SOURCE TEXT »
════════════════

By Brooke Geils & Diana Wright, ISU Pappajohn Center for Entrepreneurship
This story is part of a series featuring each of the twelve startups in the CYstarters 2017 summer cohort. Each team had the opportunity to focus on their startup or business idea while receiving $6,000 or up to $12,000, along with mentorship, accountability, and educational sessions on how to build a business.
Get to Know: Dillon Hurd
School: Iowa State University, Bachelor’s degree in Biological Systems Engineering, minor in Biomedical Engineering; Currently pursuing a Ph.D and Masters in Biological & Chemical Engineering
Hometown: Roland, Iowa
Passionate about…serving others through the use of my talents which most days means building technologies with the goal to save lives.
Most recently I…went to Phoenix to present my research at the Biomedical Engineering Society Conference.
Currently working on: Hurd Health Group
Hurd Health Group is a bio-medical engineering company developing novel solutions to the most challenging problems with current cardiac devices. The Heart of Tomorrow™ is the company’s first research and development project, focused on the development of a wireless, pulsing ventricular assist device to give quality of life back to those suffering from heart failure.

════════════════

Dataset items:

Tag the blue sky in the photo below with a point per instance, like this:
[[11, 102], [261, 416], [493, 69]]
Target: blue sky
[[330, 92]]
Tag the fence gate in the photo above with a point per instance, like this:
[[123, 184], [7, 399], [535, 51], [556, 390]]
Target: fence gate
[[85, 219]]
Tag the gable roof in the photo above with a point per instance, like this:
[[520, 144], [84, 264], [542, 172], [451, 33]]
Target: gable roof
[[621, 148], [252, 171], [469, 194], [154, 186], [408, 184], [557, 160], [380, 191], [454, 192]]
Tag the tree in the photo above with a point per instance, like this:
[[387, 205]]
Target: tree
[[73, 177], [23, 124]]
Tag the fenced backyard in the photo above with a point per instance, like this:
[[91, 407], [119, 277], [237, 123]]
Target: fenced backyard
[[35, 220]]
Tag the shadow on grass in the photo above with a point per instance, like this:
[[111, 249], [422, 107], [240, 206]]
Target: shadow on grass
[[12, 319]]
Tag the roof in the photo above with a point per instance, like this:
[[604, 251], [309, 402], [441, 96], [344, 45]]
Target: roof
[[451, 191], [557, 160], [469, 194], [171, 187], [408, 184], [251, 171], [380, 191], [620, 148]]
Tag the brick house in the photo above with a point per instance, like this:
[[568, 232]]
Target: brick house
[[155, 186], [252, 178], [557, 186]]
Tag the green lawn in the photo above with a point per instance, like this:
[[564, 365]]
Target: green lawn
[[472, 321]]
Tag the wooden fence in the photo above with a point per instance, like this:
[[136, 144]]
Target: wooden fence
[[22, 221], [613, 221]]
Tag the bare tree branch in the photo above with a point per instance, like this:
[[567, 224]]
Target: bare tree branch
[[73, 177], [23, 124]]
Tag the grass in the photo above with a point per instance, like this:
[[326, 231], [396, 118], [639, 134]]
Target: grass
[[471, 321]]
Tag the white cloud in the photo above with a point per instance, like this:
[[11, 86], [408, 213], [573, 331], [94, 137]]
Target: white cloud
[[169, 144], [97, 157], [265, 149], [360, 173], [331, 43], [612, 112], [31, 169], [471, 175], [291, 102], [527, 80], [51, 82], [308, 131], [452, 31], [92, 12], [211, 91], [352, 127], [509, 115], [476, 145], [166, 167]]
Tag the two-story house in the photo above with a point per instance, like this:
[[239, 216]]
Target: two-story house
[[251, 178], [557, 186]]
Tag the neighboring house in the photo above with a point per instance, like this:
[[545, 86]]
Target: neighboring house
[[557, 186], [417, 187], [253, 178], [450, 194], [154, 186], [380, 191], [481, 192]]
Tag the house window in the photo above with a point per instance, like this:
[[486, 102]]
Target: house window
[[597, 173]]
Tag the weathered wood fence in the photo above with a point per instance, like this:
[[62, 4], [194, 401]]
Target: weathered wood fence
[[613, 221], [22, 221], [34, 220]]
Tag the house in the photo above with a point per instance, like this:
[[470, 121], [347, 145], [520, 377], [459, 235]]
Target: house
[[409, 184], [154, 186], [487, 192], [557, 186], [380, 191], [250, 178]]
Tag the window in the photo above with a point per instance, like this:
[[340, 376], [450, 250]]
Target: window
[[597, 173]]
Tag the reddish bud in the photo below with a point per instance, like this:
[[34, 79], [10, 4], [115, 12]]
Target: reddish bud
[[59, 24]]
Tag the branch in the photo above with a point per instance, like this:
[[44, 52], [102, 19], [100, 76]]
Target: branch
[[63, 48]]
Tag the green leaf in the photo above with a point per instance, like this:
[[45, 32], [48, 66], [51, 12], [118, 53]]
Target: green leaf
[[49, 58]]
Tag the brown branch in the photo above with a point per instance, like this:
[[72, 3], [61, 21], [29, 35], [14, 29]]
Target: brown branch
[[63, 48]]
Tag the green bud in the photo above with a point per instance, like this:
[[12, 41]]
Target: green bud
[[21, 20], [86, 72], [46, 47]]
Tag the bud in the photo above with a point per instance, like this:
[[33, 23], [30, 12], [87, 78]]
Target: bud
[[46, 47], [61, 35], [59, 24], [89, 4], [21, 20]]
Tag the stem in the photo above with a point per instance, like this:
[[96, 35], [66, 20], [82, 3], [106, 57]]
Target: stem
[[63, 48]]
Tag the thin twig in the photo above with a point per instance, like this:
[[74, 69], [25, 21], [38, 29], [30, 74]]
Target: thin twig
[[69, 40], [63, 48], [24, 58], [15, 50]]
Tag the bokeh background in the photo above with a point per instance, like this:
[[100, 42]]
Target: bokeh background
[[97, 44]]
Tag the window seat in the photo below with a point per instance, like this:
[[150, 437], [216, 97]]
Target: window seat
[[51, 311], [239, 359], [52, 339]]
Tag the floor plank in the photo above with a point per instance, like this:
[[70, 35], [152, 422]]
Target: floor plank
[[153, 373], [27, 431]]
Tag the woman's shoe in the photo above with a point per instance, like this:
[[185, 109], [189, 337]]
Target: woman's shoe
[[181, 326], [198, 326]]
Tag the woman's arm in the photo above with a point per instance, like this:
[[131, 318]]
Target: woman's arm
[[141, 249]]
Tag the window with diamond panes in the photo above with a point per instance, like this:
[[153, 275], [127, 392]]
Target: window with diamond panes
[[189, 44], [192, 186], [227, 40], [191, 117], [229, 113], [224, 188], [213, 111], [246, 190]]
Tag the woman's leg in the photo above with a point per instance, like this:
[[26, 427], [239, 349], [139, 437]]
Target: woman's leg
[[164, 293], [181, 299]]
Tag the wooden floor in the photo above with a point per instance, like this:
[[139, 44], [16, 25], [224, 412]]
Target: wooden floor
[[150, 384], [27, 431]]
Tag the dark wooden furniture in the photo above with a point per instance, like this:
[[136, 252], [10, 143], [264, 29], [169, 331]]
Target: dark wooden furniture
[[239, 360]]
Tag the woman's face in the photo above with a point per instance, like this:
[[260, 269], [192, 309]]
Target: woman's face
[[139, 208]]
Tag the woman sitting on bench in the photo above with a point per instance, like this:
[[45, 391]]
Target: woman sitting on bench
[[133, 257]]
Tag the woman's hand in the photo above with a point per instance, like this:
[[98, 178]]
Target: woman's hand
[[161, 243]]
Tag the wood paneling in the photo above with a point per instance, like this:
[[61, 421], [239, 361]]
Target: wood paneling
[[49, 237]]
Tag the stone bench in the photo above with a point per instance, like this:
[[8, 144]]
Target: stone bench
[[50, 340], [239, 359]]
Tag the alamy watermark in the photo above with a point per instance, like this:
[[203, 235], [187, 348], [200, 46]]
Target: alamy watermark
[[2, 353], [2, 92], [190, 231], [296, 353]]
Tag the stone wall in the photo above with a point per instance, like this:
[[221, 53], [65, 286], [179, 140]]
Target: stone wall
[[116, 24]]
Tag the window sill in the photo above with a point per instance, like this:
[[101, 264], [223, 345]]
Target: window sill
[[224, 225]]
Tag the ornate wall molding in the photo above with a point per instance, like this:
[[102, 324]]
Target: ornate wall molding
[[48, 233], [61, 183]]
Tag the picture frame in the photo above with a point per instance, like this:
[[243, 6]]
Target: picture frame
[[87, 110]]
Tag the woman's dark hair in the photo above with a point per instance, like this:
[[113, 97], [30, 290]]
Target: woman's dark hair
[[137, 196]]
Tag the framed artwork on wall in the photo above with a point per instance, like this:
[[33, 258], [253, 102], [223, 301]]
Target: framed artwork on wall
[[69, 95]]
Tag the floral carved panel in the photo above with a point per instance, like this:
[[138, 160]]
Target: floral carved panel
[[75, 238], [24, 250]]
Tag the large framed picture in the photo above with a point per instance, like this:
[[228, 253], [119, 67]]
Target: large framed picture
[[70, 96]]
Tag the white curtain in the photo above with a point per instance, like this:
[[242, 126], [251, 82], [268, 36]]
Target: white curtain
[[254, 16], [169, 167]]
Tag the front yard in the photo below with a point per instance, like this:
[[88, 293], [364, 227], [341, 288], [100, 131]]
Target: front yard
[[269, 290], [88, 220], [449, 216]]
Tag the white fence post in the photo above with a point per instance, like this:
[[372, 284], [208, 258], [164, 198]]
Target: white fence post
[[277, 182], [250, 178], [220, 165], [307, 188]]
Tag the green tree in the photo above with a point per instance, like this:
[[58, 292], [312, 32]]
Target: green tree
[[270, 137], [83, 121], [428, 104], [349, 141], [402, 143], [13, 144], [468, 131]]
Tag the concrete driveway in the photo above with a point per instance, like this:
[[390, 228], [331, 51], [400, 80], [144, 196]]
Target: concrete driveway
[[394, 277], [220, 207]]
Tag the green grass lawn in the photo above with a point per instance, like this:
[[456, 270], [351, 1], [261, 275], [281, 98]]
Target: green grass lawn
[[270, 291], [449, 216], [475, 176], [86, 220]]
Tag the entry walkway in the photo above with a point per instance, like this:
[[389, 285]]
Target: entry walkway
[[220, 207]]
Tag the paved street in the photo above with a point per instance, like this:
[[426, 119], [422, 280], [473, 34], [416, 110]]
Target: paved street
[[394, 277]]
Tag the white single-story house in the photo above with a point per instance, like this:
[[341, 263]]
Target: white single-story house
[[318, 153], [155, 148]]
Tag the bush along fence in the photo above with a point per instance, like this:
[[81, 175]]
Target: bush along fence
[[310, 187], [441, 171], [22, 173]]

════════════════

Please repeat the passage of the CYstarters profile word for word, starting with "Get to Know: Dillon" and going on through "to save lives.".

Get to Know: Dillon Hurd
School: Iowa State University, Bachelor’s degree in Biological Systems Engineering, minor in Biomedical Engineering; Currently pursuing a Ph.D and Masters in Biological & Chemical Engineering
Hometown: Roland, Iowa
Passionate about…serving others through the use of my talents which most days means building technologies with the goal to save lives.